- [Задания]:
[1] Назовите по именам всех людей, с которыми, согласно отрывку о юности Юры Изюмова, он встречался.
[2] В какой школе учился Юра Изюмов, судя по отрывку о его юности?
[3] Воспроизведите из отрывка о юности Юры Изюмова участок от слов «А в десятом, в» до слов «Юрка, вот он!» включительно.

- [Исходный текст]:
+===+

Это движение ускорили три встречи. Первая, в 1948 году, именно та, что вспомнилась при посещении Окриджа, — встреча с только что вышедшей, первой на русской языке, книгой об атомной бомбе. Ее дал Юре кандидат наук Халилеев Павел Акимович, с женой которого Юрина мама была дружна. Он нес эту книгу1 как великую драгоценность и, замирая сердцем, прочитал там о легендарном Окриджском атомном центре, не смея даже мечтать (а может, с его честолюбием и упрямством— смел!), что через 30 лет его, уральского мальчишку, встретит важный Окридж как почетного гостя!.. Первая «атомная» книга потянула за собой другие, и прежде всего, как и его учителя Вонсовского в юности, книга А. Ф. Иоффе «Принципы современной физики», читая ее, он понял, что с его школьным знанием математики в сегодняшней физике делать нечего. И уже в 9-м классе, твердо решив стать физиком-теоретиком, он самостоятельно прошел интегральное и дифференциальное исчисление.

А в десятом, в 51-м году, произошли две другие встречи. Однажды к ним в класс, в школу № 1 на улице Крылова, пришел студент-пятикурсник из университета. С лекцией об элементарных частицах, о которых в школах тогда давали самое примитивное понятие. Юра Изюмов смотрел на него, как на бога, не зная, что через несколько лет, а потом и всю жизнь они станут соратниками, физиками одной школы. Имя того пятикурсника — Герман Талуц. И тогда же, весной 51-го, встретит он и руководителя этой школы — Сергея Васильевича Вонсовского. Встретит не так близко, как Халилеева и Талуца, но, расцвеченная юношеским воображением, эта встреча станет для него не менее важной, чем те другие. И опять под аркой единственного тогда высотного дома на улице Шейнкмана. Юра бежал с товарищем по своим делам, и вдруг товарищ толкнул его:

— Гляди, Юрка, вот он!

Мимо них прошагал легко, как по воздуху, человек в строгой черной шляпе. Худой и, как им показалось тогда, очень высокий.

— Кто это?

— Кто, кто. Дедушка Пихто... А еще на физмат собираешься!.. Профессор Вонсовский!..

+===+

- [Фрагмент набора данных]:
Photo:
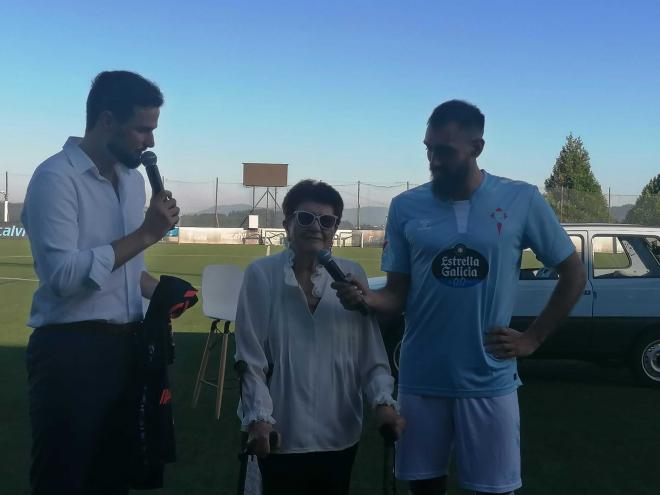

+===+

- [Ответы к заданиям]:
[1] Халилеев Павел Акимович, Герман Талуц, Сергей Васильевич Вонсовский.

[2] В школе № 1 на улице Крылова.

[3]
А в десятом, в 51-м году, произошли две другие встречи. Однажды к ним в класс, в школу № 1 на улице Крылова, пришел студент-пятикурсник из университета. С лекцией об элементарных частицах, о которых в школах тогда давали самое примитивное понятие. Юра Изюмов смотрел на него, как на бога, не зная, что через несколько лет, а потом и всю жизнь они станут соратниками, физиками одной школы. Имя того пятикурсника — Герман Талуц. И тогда же, весной 51-го, встретит он и руководителя этой школы — Сергея Васильевича Вонсовского. Встретит не так близко, как Халилеева и Талуца, но, расцвеченная юношеским воображением, эта встреча станет для него не менее важной, чем те другие. И опять под аркой единственного тогда высотного дома на улице Шейнкмана. Юра бежал с товарищем по своим делам, и вдруг товарищ толкнул его:

— Гляди, Юрка, вот он!